- _WRITTEN INSTRUCTION A_: In the dialogue about revising a novel draft, how many novels does the writer say they have written?

- _QUOTED TEXT_:
[start]
Hey logical side are you awake?
Bitch, I might be.
Yeah, I feel you. Insomnia and a puking husband.
However, there’s something I need to work my way through.
You have coffee, right?
Yup. With the Boba Fett Creamer!
Fine, lay it on me.
It’s the Red Witch.
Yes, that has been an ongoing problem, hasn’t it?
I just don’t know what to do. I know that finishing the draft is always preferable, otherwise you get stuck in the “constantly-rewriting-the-beginning” loop.
But you are really thinking about ditching this draft?
Yeah, I am. There’s some huge pacing issues, and I had a great idea for a new opening chapter, because a lot of critiques pointed out that–
Do you have to list your reasons?
Well… yeah… I mean if I’m going to break one of my own writing rules, I should have a damn good reason, right?
You do. Look, you’ve been at this for a while. Two years of self-publishing shorts, four novels written… you know how to write. Yes, the “finish the damn draft” rule is a good one. But you aren’t doing this arbitrarily.
I don’t have an ending, though. Working without an ending means that I can’t actually get the beginning right.
Ignoring that this next draft won’t be your last, yes, you do have an ending. Okay, you don’t have a current ending written out, but you know how this story ends. You have for three years now.
And you have finished two drafts of this novel. You’re simply contemplating revising this draft again.
Yes, but, and this “but” is very important, this is the first huge revisionary draft and I haven’t finished it.
I get that. It’s a big deal. You radically changed some characters and the timeline. You want to see how that changes the ending.
However, are you changing the ending?
The ultimate ending, who lives and who dies? No. No plans on it.
Not just who lives and who dies, but the moral and emotional upheavals the manner of those death create and the lessons the characters learn along the way, do they change?
As far as I can see, no. The biggest changes are how we get there.
But that almost always changes from draft to draft anyway.
[end]
- _ENTRIES SHOWN_:
[start]
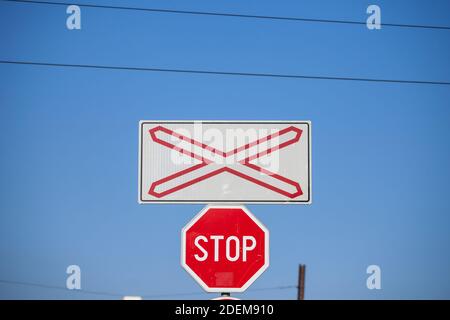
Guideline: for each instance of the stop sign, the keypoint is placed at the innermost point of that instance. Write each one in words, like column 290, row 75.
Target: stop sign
column 225, row 248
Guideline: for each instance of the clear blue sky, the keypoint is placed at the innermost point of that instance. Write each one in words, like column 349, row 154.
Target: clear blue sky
column 69, row 144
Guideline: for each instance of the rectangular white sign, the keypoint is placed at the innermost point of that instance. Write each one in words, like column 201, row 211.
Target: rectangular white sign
column 225, row 162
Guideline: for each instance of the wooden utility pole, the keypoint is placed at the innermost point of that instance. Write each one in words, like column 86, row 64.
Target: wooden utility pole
column 301, row 282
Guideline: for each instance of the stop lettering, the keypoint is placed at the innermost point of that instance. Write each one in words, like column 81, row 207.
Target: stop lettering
column 225, row 248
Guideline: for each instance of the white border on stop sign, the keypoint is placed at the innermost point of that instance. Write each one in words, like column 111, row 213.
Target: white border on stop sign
column 197, row 278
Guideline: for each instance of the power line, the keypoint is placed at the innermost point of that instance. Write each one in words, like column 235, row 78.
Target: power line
column 119, row 295
column 230, row 15
column 223, row 73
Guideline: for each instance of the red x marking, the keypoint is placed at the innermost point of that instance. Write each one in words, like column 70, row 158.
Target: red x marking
column 248, row 171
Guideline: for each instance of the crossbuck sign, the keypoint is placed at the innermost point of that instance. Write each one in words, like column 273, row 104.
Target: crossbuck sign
column 225, row 162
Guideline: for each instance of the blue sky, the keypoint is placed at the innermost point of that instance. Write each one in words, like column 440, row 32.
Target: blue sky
column 69, row 144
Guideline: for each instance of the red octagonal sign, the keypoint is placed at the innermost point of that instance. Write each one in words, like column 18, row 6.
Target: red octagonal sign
column 225, row 248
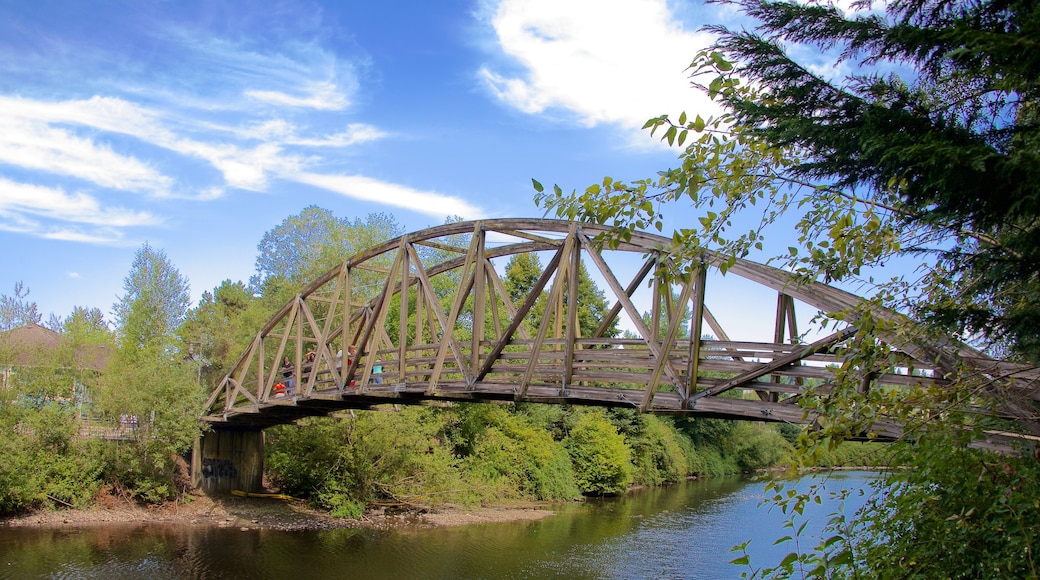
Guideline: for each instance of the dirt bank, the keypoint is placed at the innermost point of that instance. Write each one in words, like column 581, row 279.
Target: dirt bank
column 270, row 513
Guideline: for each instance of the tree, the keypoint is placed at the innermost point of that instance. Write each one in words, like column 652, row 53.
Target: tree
column 155, row 301
column 522, row 272
column 86, row 326
column 307, row 244
column 18, row 310
column 218, row 328
column 150, row 379
column 938, row 161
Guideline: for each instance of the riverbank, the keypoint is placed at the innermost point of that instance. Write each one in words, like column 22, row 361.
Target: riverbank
column 270, row 513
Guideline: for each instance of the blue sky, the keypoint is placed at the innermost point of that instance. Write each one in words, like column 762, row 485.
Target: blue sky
column 197, row 127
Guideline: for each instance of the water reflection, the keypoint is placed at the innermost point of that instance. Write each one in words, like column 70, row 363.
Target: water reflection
column 682, row 531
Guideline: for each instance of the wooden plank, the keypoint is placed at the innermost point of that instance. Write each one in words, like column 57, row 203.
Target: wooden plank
column 479, row 301
column 632, row 312
column 554, row 293
column 671, row 334
column 572, row 313
column 781, row 362
column 519, row 315
column 696, row 322
column 629, row 290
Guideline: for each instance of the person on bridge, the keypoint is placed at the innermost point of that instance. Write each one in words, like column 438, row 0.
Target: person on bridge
column 287, row 379
column 352, row 351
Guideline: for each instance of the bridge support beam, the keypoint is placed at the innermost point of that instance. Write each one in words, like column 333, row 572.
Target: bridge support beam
column 225, row 459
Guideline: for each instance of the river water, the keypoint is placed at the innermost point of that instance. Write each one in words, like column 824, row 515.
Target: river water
column 680, row 531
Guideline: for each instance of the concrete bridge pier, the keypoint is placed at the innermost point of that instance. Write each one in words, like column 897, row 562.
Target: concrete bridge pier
column 226, row 459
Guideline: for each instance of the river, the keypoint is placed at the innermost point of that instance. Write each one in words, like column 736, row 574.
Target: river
column 679, row 531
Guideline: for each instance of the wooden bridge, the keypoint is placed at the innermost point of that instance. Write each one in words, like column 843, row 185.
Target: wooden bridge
column 433, row 320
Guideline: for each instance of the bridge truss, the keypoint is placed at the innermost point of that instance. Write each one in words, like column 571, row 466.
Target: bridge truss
column 433, row 319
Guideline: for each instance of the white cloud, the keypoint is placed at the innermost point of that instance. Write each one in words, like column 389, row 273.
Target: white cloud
column 56, row 204
column 618, row 62
column 369, row 189
column 29, row 140
column 320, row 96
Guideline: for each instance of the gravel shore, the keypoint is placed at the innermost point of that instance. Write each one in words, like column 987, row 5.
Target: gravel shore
column 269, row 513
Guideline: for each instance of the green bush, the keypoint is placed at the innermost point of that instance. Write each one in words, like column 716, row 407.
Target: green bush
column 516, row 456
column 601, row 458
column 756, row 446
column 659, row 453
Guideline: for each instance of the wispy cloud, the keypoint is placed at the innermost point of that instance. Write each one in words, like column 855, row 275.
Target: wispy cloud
column 615, row 62
column 198, row 116
column 368, row 189
column 320, row 96
column 29, row 140
column 53, row 213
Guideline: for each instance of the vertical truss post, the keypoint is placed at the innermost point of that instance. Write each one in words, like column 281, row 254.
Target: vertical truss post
column 696, row 328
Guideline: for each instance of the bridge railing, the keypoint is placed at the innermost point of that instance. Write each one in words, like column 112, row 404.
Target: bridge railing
column 432, row 317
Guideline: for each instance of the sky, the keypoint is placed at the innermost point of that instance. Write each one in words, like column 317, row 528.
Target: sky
column 198, row 126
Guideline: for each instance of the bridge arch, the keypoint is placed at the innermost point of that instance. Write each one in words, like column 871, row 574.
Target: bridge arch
column 432, row 320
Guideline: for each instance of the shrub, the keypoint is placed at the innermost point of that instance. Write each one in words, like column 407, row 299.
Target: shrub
column 600, row 456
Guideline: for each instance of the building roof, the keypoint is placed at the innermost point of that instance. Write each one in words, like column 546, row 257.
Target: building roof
column 35, row 345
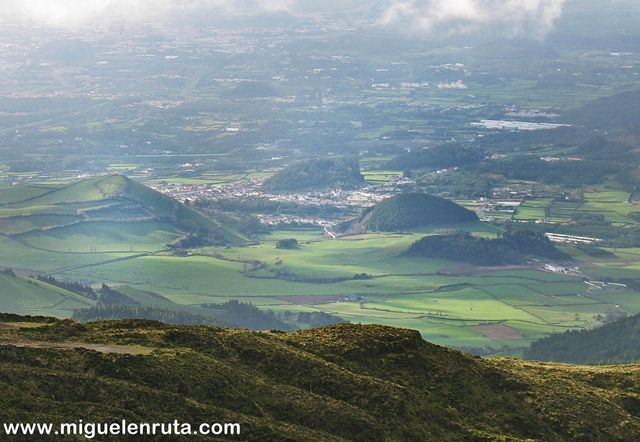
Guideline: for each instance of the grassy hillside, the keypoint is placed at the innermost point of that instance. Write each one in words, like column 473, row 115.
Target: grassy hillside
column 347, row 382
column 317, row 174
column 28, row 296
column 616, row 342
column 107, row 214
column 411, row 210
column 514, row 247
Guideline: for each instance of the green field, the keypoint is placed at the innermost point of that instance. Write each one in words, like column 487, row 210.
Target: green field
column 88, row 232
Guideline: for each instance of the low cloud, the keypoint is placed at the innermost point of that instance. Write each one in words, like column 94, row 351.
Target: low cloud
column 531, row 17
column 534, row 17
column 74, row 13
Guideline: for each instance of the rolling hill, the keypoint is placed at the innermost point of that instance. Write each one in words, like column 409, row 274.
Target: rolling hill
column 411, row 210
column 616, row 342
column 27, row 296
column 106, row 214
column 319, row 174
column 339, row 383
column 514, row 247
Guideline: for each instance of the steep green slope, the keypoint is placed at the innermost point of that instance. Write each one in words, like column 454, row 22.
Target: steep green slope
column 347, row 382
column 617, row 342
column 28, row 296
column 114, row 210
column 515, row 247
column 410, row 210
column 442, row 156
column 317, row 174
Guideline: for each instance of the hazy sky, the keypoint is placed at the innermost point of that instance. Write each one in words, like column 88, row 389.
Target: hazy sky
column 533, row 17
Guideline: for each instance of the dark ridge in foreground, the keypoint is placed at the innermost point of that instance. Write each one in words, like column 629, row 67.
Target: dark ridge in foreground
column 344, row 382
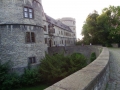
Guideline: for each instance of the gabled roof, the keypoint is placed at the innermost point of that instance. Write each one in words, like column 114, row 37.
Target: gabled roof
column 57, row 23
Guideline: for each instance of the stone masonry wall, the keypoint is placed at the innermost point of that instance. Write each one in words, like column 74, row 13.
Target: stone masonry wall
column 13, row 46
column 85, row 50
column 93, row 77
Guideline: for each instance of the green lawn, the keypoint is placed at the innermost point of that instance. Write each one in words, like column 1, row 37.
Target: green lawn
column 41, row 87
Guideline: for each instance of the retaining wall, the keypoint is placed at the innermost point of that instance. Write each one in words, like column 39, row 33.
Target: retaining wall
column 85, row 50
column 92, row 77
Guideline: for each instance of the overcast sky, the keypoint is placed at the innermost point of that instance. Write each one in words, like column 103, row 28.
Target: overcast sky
column 78, row 9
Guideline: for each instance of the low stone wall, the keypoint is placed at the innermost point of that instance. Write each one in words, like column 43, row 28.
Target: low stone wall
column 92, row 77
column 85, row 50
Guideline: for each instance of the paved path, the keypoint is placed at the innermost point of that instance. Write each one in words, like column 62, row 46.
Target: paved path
column 114, row 82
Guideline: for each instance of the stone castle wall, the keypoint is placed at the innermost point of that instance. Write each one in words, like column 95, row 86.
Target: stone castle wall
column 85, row 50
column 13, row 46
column 92, row 77
column 13, row 28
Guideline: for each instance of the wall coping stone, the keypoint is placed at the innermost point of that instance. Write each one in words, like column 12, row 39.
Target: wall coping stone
column 86, row 78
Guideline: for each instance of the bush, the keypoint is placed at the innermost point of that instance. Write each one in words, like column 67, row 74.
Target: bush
column 92, row 57
column 8, row 81
column 30, row 77
column 56, row 67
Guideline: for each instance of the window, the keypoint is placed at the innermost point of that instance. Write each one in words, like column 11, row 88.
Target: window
column 44, row 28
column 28, row 12
column 30, row 37
column 32, row 60
column 45, row 40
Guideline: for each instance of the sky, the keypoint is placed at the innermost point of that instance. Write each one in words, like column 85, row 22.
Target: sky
column 78, row 9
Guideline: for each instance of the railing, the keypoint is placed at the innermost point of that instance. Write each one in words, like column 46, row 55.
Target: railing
column 92, row 77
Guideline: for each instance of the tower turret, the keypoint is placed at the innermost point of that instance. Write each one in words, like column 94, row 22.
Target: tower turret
column 71, row 23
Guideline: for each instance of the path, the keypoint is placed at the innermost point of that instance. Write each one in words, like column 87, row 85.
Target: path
column 114, row 82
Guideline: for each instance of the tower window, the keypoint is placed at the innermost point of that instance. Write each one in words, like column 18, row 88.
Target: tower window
column 30, row 37
column 28, row 12
column 32, row 60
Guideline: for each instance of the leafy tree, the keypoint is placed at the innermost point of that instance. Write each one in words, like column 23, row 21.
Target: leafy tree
column 104, row 28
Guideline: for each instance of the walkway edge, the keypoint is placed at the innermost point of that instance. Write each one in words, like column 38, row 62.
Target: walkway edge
column 92, row 77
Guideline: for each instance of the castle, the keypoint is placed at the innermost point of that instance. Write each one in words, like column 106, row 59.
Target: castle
column 26, row 32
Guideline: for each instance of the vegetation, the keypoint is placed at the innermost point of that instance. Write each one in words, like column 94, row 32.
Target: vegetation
column 56, row 67
column 39, row 87
column 51, row 69
column 92, row 57
column 8, row 81
column 102, row 29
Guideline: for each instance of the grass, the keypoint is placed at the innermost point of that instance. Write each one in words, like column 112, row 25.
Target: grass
column 41, row 87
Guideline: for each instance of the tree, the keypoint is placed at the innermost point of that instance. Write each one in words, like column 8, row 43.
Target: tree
column 104, row 28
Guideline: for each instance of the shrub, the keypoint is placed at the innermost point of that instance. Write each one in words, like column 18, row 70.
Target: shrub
column 93, row 57
column 8, row 81
column 30, row 77
column 56, row 67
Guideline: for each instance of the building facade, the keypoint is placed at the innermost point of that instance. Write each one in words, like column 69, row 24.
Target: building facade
column 56, row 33
column 26, row 32
column 21, row 32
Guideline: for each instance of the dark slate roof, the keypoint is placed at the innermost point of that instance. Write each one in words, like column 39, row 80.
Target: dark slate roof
column 57, row 23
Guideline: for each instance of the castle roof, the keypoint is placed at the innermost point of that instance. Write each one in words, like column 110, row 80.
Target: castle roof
column 57, row 23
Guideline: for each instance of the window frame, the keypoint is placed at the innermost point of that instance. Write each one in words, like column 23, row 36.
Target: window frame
column 30, row 38
column 28, row 12
column 32, row 60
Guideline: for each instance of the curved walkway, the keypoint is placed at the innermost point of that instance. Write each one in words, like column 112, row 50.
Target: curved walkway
column 114, row 81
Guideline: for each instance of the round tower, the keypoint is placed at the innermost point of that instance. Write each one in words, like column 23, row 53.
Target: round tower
column 21, row 32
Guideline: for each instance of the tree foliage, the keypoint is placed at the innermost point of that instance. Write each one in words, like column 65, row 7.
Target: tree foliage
column 104, row 28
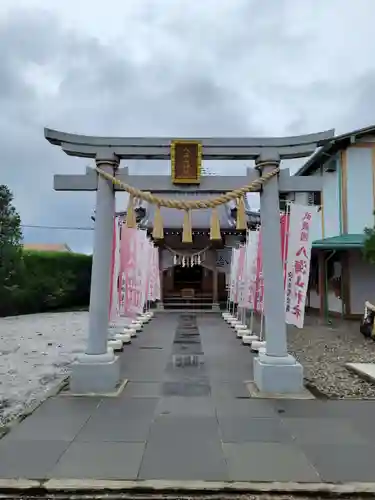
[end]
- _WRITTEN INSTRUCTION B_: Count the lines in the listing that contain the string "gabled", treating uppercase and lowercase as different. Give only the number.

- _RESULT A_: Four novels.

- _RESULT B_: 2